DOCUMENT SEGMENT:
Tue. Jan 25th, 2022
History of Depression Written in Brain Reactions

The researchers worked with 201 seriously depressed patients and 161 patients who had come out of the period of depression (remitted). Each patient was questioned about the duration and extent of their previous depression, which allowed the researchers to build a tailored depression history. Then during the study, each patient was placed in an MRI scanner, and brain changes were monitored while the patients viewed a series of unsettling images – fearful or angry faces.

Lead researcher Hannah Lemke (University of Münster) said:

“We saw that the unsettling images of negative faces caused activity in certain areas of the brain, mostly the amygdala, parahippocampus PHG and Insula, which are areas where emotions are processed. However the extent of the brain activity was different according to the severity and duration of the depression the patient had already suffered. Those patients where the depression had remitted showed a certain level of activity, but those patients where the depression was current exhibited a reduced activity in these brain areas. This differed for each patient, but in general the more severe the depression history, the less responsive their brains were to the photographs”.

Hannah Lemke continued:

“In those patients where the depression had remitted the brain response was not related to the previous depression history, which may indicate the importance of disease remission to brain health.

SUPPLIED RECORDS:
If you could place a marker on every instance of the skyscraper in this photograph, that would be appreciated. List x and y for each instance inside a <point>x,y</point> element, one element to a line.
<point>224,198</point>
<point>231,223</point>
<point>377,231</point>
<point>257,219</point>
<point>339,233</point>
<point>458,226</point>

REQUIRED WORK:
1 > Render this sentence from the article on depression history and brain reactions into Spanish: "The researchers worked with 201 seriously depressed patients and 161 patients who had come out of the period of depression (remitted)."
2 > Quote everything from "The researchers worked" down to "or angry faces." in the article on depression history and brain reactions, word for word.

EXERCISE ANSWERS:
1 > Los investigadores trabajaron con 201 pacientes gravemente deprimidos y 161 pacientes que habían salido del período de depresión (en remisión).

2 >
The researchers worked with 201 seriously depressed patients and 161 patients who had come out of the period of depression (remitted). Each patient was questioned about the duration and extent of their previous depression, which allowed the researchers to build a tailored depression history. Then during the study, each patient was placed in an MRI scanner, and brain changes were monitored while the patients viewed a series of unsettling images – fearful or angry faces.